_Source document_
•••
A proceeding to determine competency to stand trial is neither a criminal action nor a civil action; rather, it is a special proceeding. (Code Civ.Proc., § 23; People v. Hill (1967) 67 Cal.2d 105, 114, 60 Cal.Rptr. 234, 429 P.2d 586; People v. Superior Court (McPeters) (1985) 169 Cal.App.3d 796, 798, 215 Cal.Rptr. 482; People v. Loomis (1938) 27 Cal.App.2d 236, 239, 80 P.2d 1012.) Special proceedings are those legal proceedings which were neither actions at law nor suits in equity. (Code Civ.Proc., §§ 22–23; Agricultural Labor Relations Bd. v. Superior Court (1983) 149 Cal.App.3d 709, 714, 196 Cal.Rptr. 920.) As such, they carry with them no constitutional right to trial by jury; the only right to trial in a special proceeding is that provided by statute, even though such a proceeding may be collateral to a criminal trial. (McPeters, supra, 169 Cal.App.3d at p. 798, 215 Cal.Rptr. 482; Hill, supra, 67 Cal.2d at p. 114, 60 Cal.Rptr. 234, 429 P.2d 586.)
•••
_Provided material_
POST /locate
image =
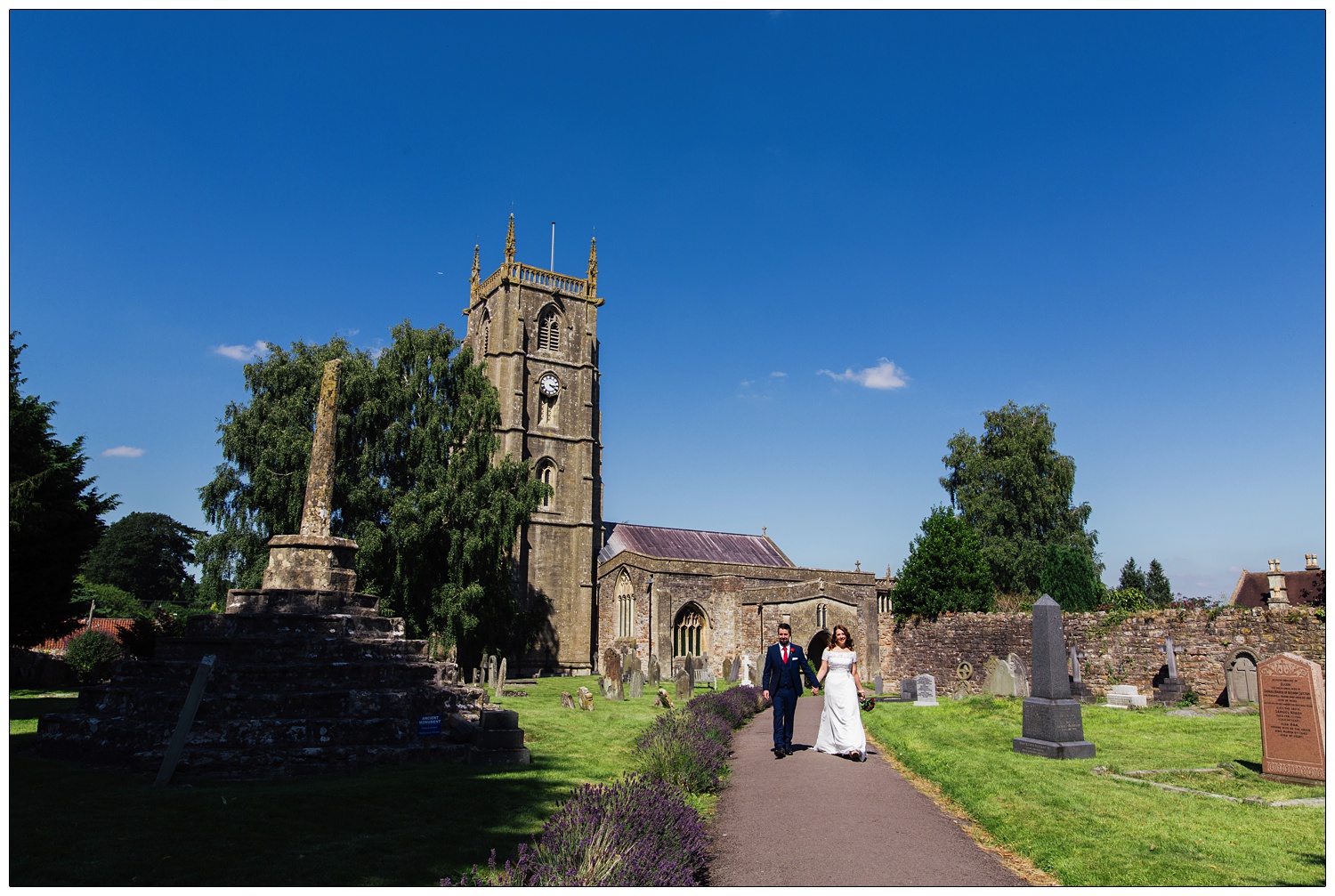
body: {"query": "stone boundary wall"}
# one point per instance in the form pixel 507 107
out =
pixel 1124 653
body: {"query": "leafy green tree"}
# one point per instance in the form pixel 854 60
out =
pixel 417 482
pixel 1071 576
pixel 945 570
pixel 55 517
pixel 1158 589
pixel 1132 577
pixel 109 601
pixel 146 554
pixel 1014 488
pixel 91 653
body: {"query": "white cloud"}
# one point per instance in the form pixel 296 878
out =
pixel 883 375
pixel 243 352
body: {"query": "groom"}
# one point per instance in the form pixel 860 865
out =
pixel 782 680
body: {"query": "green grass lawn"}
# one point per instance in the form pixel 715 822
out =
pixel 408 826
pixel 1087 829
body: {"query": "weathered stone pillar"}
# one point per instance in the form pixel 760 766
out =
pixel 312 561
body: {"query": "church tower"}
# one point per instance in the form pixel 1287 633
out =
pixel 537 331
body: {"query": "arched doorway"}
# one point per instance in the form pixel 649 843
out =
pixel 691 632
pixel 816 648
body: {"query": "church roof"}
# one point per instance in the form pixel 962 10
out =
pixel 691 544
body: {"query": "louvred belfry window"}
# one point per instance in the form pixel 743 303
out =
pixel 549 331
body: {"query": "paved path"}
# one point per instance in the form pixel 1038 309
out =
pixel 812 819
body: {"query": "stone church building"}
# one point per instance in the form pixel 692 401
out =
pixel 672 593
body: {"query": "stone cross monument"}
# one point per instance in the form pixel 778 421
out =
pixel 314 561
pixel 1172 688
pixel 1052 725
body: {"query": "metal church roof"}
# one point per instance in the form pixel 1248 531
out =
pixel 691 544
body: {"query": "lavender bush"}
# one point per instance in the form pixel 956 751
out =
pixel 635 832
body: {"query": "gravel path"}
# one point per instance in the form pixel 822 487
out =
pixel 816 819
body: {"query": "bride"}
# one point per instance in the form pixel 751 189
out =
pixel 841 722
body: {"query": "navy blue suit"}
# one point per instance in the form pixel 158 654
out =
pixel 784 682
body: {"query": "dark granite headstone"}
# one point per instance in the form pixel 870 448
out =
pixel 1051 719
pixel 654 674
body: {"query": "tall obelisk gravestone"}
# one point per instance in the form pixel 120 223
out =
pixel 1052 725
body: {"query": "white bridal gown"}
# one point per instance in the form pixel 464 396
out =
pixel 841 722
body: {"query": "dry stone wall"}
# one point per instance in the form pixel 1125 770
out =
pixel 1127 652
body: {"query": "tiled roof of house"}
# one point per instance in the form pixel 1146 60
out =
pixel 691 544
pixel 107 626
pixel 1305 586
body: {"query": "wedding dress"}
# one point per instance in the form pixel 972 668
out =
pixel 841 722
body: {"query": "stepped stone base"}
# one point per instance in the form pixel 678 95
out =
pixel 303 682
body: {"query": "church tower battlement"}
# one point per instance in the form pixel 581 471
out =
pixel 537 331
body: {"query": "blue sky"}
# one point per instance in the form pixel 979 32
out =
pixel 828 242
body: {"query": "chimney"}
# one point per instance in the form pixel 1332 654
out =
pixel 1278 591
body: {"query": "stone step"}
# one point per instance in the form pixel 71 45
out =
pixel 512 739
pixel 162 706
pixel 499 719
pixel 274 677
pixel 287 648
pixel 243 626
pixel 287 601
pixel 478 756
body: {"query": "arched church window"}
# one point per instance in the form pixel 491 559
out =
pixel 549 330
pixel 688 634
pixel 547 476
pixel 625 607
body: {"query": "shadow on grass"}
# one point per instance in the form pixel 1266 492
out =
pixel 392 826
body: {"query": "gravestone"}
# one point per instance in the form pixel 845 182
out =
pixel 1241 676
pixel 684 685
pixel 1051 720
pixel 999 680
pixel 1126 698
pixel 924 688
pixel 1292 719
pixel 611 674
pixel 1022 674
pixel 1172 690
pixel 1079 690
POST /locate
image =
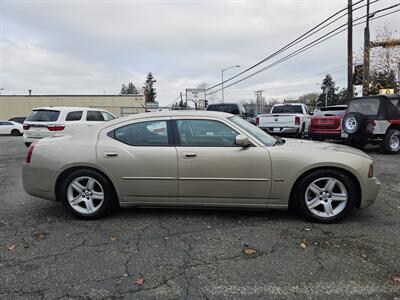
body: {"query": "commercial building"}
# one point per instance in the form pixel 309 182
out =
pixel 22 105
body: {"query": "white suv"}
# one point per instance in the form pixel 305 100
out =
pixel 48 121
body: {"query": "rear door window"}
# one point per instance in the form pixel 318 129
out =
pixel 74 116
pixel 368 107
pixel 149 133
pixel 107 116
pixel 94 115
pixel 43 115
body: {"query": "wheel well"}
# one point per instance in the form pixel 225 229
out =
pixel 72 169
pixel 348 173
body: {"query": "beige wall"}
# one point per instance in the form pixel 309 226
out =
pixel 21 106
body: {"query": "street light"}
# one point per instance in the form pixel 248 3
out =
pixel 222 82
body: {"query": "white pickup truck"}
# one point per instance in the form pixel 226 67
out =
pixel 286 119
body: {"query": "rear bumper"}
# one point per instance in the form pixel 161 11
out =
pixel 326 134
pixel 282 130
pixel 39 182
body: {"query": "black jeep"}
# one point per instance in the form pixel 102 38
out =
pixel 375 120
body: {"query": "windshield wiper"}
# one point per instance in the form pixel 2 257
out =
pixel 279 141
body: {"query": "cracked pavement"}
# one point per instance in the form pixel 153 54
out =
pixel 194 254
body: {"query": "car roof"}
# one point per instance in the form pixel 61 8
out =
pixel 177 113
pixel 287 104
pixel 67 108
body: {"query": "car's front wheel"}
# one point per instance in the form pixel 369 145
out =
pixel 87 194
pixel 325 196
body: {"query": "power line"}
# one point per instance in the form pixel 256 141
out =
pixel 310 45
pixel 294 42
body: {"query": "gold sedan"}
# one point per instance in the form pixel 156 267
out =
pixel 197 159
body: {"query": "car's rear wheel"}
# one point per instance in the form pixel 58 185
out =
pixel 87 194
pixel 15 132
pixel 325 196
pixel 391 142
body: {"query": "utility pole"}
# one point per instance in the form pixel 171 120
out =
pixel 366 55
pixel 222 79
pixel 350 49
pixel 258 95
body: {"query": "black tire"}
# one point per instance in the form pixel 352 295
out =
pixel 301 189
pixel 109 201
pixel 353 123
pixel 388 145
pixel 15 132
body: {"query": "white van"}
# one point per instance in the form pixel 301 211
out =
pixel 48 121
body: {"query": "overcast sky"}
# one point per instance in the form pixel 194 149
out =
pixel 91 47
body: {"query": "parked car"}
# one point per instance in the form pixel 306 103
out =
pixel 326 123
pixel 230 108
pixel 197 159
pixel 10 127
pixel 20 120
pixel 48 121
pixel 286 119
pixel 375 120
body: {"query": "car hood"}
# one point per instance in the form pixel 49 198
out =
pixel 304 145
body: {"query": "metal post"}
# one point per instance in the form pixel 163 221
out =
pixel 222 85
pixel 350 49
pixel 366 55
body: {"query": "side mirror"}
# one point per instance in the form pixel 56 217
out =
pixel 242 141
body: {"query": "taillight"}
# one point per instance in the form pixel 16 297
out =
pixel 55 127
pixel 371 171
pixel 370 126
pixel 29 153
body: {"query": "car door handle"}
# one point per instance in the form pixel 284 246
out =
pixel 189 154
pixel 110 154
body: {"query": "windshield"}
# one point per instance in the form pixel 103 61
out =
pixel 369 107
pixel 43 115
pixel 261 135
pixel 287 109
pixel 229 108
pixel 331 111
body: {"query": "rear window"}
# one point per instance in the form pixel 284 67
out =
•••
_Stated problem_
What kind of proceeding does the competency passage call a proceeding to determine competency to stand trial? The material that comes after the text stands apart from it.

_The completed task_
A special proceeding, which is neither a criminal action nor a civil action.